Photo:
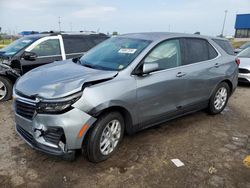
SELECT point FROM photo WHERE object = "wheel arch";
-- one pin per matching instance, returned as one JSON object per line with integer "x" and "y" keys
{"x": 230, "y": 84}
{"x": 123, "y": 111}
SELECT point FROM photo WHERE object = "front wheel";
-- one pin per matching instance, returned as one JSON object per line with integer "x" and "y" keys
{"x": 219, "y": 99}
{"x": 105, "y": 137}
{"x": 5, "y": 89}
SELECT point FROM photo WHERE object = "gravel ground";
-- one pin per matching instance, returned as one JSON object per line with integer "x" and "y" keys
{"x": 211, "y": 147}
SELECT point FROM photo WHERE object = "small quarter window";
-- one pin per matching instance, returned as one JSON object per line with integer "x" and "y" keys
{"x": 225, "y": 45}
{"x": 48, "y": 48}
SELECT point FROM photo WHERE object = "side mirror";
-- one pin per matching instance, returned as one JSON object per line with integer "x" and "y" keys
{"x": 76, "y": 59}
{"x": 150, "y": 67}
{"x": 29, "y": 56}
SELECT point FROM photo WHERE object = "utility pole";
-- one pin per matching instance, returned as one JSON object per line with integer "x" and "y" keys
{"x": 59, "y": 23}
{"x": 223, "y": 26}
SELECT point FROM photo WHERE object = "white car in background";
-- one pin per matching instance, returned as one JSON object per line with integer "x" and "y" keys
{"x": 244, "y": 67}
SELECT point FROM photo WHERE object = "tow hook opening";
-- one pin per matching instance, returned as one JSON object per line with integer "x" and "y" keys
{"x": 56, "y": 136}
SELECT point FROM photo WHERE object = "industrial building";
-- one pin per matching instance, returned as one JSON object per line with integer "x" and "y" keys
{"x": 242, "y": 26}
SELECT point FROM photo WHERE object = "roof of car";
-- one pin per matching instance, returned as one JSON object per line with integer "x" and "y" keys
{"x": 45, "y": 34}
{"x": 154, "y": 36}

--

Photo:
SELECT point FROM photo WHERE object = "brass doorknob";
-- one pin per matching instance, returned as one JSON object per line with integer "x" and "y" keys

...

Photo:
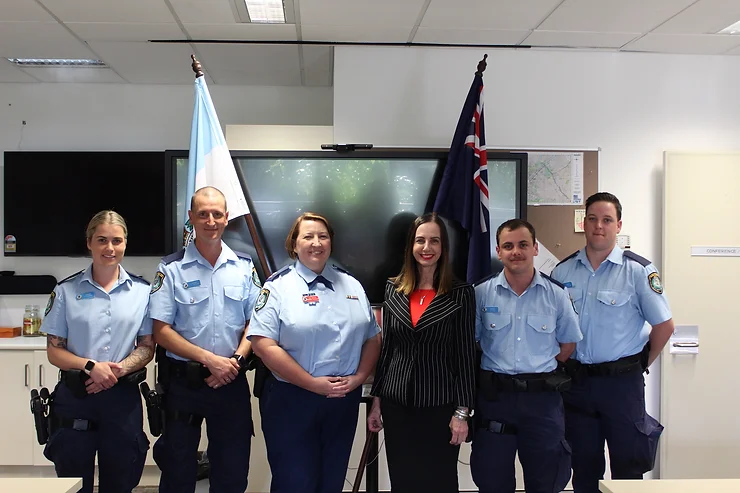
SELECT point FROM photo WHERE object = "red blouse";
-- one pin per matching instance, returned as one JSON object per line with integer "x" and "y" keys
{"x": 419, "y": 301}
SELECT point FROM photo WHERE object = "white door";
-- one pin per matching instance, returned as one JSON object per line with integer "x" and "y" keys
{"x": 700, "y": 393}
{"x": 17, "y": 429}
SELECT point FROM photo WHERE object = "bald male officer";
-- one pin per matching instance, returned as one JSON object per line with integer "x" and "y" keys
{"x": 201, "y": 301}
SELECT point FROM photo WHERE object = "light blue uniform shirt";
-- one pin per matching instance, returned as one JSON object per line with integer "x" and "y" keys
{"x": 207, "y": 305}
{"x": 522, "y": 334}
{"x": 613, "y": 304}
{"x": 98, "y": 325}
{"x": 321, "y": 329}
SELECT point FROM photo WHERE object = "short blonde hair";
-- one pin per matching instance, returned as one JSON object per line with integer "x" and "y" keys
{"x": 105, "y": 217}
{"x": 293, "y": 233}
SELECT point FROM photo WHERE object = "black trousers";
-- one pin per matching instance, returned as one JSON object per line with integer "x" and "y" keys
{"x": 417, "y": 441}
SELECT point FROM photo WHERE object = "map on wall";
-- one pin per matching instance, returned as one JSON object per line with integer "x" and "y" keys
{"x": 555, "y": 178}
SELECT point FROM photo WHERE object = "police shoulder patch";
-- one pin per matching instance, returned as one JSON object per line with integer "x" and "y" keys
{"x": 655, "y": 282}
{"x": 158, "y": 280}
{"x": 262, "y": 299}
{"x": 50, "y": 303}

_WRITTEN INSTRUCTION_
Count the lines in the data above that contain the string "wheel" and reply with only that number.

_COMPLETE OUTPUT_
2